[WORKING DATA]
-- -- --

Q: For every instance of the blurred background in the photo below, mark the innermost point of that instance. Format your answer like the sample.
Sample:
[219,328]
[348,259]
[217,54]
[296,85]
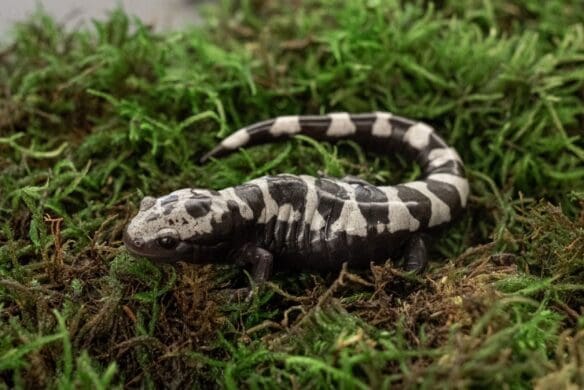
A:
[162,15]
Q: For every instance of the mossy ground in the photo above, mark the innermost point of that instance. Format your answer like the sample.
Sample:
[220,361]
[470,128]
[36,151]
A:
[92,120]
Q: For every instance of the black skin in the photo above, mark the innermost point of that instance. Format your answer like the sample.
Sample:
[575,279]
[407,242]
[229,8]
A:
[261,260]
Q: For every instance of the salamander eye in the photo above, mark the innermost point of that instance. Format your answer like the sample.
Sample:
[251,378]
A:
[167,242]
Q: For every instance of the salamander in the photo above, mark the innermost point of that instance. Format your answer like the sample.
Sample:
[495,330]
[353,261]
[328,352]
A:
[306,222]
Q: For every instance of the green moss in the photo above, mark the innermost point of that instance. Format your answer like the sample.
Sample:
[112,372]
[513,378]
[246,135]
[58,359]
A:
[92,120]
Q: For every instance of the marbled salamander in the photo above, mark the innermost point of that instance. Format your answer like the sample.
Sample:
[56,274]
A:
[310,222]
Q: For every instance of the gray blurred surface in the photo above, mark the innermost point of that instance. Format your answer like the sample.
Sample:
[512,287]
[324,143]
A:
[162,14]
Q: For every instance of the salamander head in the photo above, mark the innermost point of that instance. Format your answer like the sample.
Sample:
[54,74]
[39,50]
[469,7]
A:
[187,224]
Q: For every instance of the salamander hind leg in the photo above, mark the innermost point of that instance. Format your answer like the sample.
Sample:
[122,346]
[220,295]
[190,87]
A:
[355,180]
[416,253]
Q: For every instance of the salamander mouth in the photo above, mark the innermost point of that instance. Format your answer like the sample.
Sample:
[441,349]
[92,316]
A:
[185,251]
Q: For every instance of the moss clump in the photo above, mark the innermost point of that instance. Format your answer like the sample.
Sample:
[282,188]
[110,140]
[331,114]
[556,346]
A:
[93,119]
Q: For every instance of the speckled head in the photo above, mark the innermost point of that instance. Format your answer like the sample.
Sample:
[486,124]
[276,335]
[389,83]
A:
[187,225]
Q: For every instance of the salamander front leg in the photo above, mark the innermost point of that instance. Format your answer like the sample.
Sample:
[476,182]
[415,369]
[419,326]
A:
[261,262]
[416,253]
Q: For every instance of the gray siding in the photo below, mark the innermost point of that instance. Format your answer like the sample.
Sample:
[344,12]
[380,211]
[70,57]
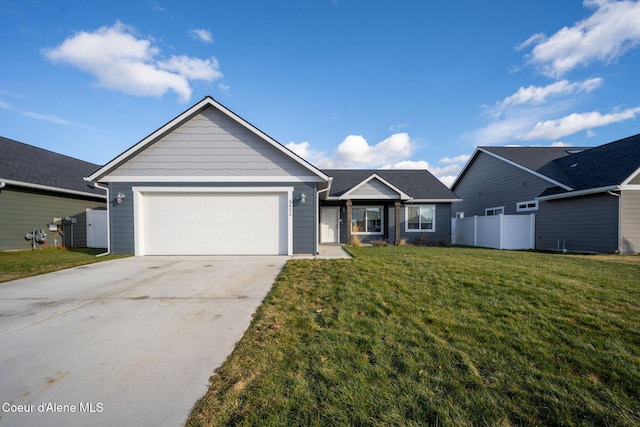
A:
[442,234]
[211,144]
[374,189]
[586,224]
[490,182]
[122,215]
[22,210]
[630,221]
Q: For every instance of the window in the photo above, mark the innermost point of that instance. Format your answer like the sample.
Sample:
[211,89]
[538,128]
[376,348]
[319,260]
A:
[366,220]
[531,205]
[494,211]
[420,218]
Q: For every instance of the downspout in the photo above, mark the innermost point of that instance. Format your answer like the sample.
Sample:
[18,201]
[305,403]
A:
[619,218]
[318,220]
[95,184]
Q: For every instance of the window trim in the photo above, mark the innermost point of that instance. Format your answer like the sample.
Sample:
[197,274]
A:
[419,230]
[495,208]
[368,233]
[527,208]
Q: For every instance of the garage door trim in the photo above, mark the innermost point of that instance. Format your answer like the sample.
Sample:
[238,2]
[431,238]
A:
[138,207]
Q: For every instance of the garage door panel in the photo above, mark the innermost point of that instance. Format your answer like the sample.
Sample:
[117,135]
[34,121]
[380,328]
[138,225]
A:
[215,223]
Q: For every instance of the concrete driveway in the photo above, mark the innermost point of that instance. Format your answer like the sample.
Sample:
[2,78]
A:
[124,342]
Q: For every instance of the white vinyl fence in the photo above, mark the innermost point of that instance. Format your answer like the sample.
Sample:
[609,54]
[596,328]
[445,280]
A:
[498,231]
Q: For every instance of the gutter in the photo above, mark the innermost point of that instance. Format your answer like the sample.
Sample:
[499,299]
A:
[619,217]
[580,193]
[318,221]
[95,184]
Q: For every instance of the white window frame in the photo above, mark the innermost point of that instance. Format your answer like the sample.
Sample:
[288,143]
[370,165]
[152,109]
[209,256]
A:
[527,206]
[494,209]
[419,230]
[368,233]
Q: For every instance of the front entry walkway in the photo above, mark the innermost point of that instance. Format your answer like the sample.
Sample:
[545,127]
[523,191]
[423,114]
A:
[327,252]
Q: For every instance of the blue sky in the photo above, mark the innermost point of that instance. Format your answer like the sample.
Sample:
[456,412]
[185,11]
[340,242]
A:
[344,83]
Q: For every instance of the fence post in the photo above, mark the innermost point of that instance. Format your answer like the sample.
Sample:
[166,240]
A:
[475,230]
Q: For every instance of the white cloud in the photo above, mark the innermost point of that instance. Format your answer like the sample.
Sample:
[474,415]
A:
[202,35]
[536,95]
[355,151]
[392,153]
[399,126]
[534,39]
[576,122]
[43,117]
[517,114]
[193,68]
[120,61]
[463,158]
[612,30]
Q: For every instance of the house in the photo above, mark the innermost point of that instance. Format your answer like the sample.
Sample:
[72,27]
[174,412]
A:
[385,204]
[39,188]
[210,183]
[585,199]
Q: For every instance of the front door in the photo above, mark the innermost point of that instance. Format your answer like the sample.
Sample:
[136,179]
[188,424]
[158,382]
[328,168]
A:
[330,225]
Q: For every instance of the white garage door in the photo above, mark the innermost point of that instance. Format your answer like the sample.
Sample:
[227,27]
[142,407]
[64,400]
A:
[213,223]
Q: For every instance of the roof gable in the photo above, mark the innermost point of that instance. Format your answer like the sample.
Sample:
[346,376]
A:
[374,187]
[615,163]
[406,183]
[25,165]
[208,143]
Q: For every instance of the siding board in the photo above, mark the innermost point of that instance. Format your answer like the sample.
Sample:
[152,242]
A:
[122,215]
[630,221]
[490,182]
[211,144]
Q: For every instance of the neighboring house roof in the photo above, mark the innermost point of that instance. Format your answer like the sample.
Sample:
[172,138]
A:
[572,170]
[606,165]
[206,102]
[28,166]
[416,184]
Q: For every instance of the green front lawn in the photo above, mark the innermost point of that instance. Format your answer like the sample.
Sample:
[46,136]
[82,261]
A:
[438,336]
[19,264]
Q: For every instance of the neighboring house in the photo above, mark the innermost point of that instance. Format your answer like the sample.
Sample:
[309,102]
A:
[585,199]
[210,183]
[385,204]
[39,188]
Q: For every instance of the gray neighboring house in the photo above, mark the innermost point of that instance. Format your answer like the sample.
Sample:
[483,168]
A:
[586,199]
[38,188]
[210,183]
[385,204]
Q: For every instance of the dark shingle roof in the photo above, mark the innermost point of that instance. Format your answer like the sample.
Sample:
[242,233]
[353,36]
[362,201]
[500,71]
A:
[603,166]
[538,159]
[29,164]
[419,184]
[580,168]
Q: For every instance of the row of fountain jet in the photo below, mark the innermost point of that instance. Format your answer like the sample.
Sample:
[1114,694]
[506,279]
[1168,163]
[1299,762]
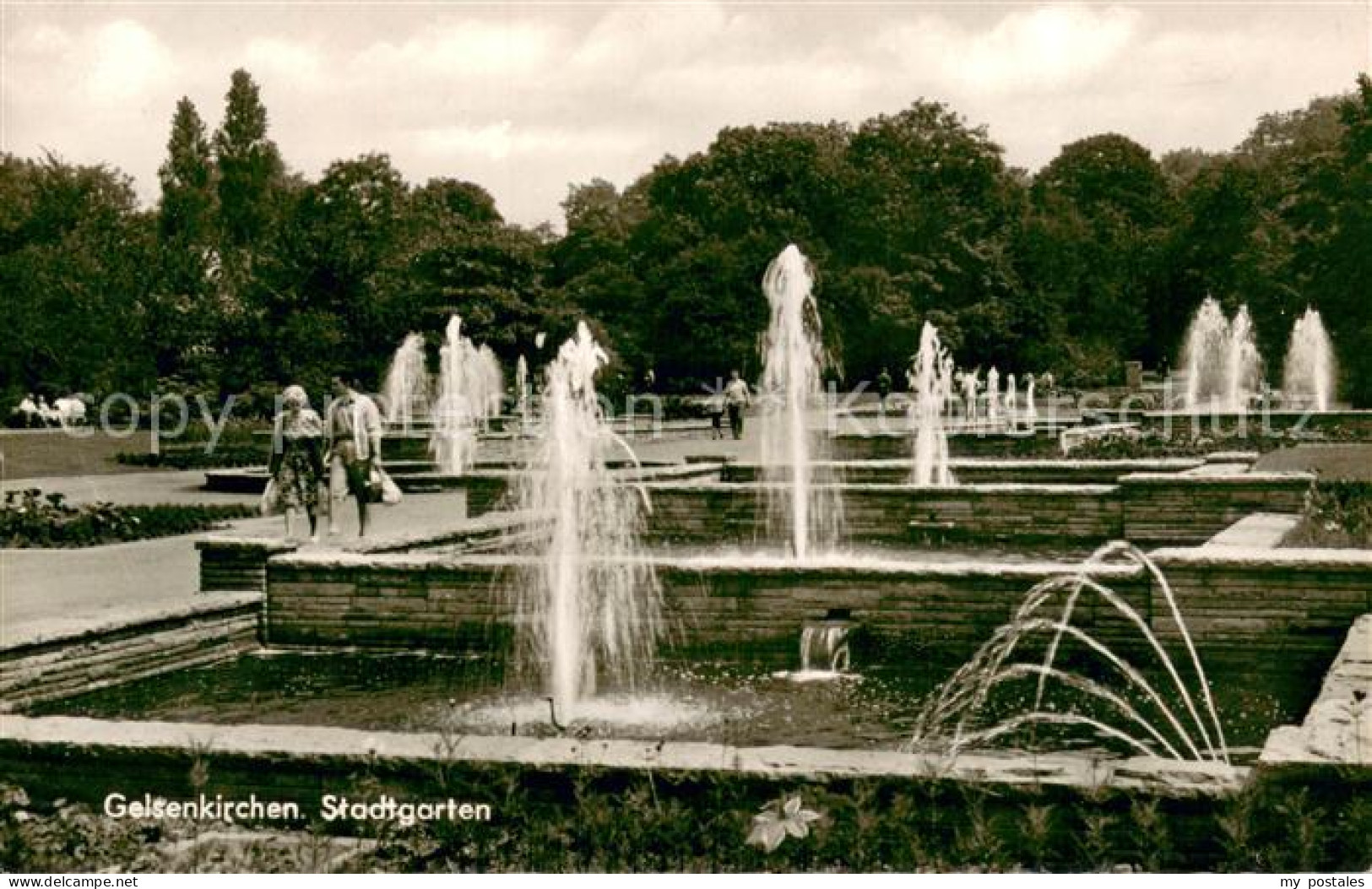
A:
[588,604]
[1223,366]
[469,394]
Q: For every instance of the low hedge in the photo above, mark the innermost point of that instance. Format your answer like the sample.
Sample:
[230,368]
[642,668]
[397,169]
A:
[33,519]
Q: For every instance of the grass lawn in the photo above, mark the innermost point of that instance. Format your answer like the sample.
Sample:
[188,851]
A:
[40,453]
[1350,463]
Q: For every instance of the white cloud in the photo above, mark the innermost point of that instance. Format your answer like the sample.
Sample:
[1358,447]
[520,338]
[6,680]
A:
[502,140]
[124,62]
[1047,48]
[272,57]
[461,48]
[533,98]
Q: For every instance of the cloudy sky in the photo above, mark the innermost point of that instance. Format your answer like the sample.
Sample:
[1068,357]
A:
[526,98]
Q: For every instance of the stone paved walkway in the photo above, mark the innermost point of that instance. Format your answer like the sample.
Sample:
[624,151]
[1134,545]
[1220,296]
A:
[52,592]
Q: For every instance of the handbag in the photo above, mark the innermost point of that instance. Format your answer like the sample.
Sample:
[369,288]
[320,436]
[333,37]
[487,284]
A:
[383,489]
[269,496]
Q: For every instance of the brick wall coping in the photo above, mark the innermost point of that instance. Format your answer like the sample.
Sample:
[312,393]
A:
[1236,478]
[1009,463]
[1205,413]
[274,742]
[482,526]
[836,566]
[1264,557]
[1040,489]
[133,621]
[245,542]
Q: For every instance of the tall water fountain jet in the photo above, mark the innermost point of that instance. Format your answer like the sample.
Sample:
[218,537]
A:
[522,393]
[405,390]
[932,377]
[807,513]
[458,408]
[1220,360]
[969,393]
[1005,691]
[1244,372]
[490,384]
[590,605]
[1308,375]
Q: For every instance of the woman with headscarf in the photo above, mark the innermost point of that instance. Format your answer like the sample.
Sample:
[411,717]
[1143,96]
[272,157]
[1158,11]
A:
[296,460]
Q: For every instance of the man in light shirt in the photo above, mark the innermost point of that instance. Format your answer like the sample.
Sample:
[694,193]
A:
[737,398]
[355,432]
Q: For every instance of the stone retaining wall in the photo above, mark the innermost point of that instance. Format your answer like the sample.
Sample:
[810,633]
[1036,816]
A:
[987,471]
[523,778]
[1145,508]
[162,642]
[1233,601]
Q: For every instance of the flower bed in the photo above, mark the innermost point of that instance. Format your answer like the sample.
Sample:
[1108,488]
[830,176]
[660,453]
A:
[1337,515]
[33,519]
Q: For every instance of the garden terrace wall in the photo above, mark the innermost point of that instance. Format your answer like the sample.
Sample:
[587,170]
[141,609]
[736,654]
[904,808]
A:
[884,513]
[1179,424]
[83,761]
[456,603]
[1233,597]
[236,564]
[983,471]
[1146,508]
[973,443]
[1190,508]
[165,641]
[1235,603]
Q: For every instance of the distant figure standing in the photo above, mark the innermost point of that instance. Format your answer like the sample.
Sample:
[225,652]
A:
[355,446]
[882,388]
[29,412]
[296,460]
[715,408]
[46,413]
[737,398]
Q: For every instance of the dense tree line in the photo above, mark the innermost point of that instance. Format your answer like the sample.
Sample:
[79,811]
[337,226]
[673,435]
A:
[247,274]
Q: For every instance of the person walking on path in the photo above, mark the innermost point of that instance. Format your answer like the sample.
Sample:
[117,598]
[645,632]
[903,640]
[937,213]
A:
[737,398]
[882,388]
[715,408]
[296,461]
[355,447]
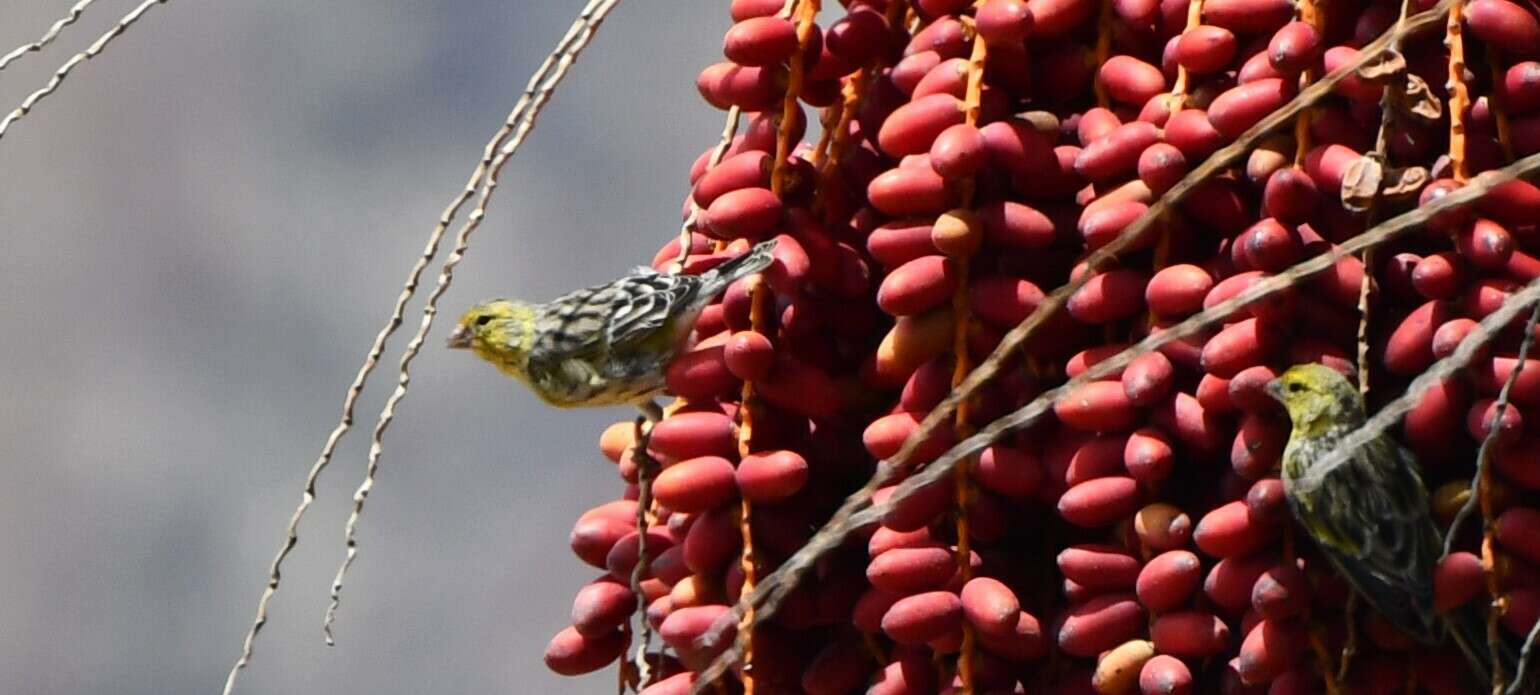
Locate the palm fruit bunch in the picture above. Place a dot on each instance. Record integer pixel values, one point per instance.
(970, 157)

-- -- --

Leave out every picture and write out exactly the lines running from the line containing "Q: For every instance of the garden" to the end of the listing above.

[ANSWER TO THIS PROBLEM]
Q: For every instance of the garden terrace wall in the photo above, mark the innermost point of that instance. Format your answer like the sample.
Sample:
[587,170]
[141,609]
[736,654]
[904,808]
A:
[884,513]
[1179,424]
[83,761]
[456,603]
[1233,597]
[236,564]
[983,471]
[1146,508]
[973,443]
[1190,508]
[165,641]
[1235,603]
Q: For every instance of the distant figure standing in the photo above, mark the innermost point of that instance. Format your answer like the sample.
Sample:
[225,652]
A:
[355,446]
[882,388]
[29,412]
[296,460]
[715,408]
[46,413]
[737,398]
Q: For every instance of the dense tree line in the photo above, mark the innermost point of that instance. Format your answer like the sample.
Sample:
[79,811]
[337,226]
[673,435]
A:
[247,274]
Q: For every instance of the person walking on path in the photo above, mark the innermost point of that instance. Format your answer like the sample.
Sample:
[117,598]
[645,632]
[903,640]
[937,213]
A:
[737,398]
[882,388]
[715,408]
[296,461]
[355,447]
Locate the palm fruit bunch in the picture above. Place a dot on each instance. Record integer pixel values, one point per instance.
(970, 157)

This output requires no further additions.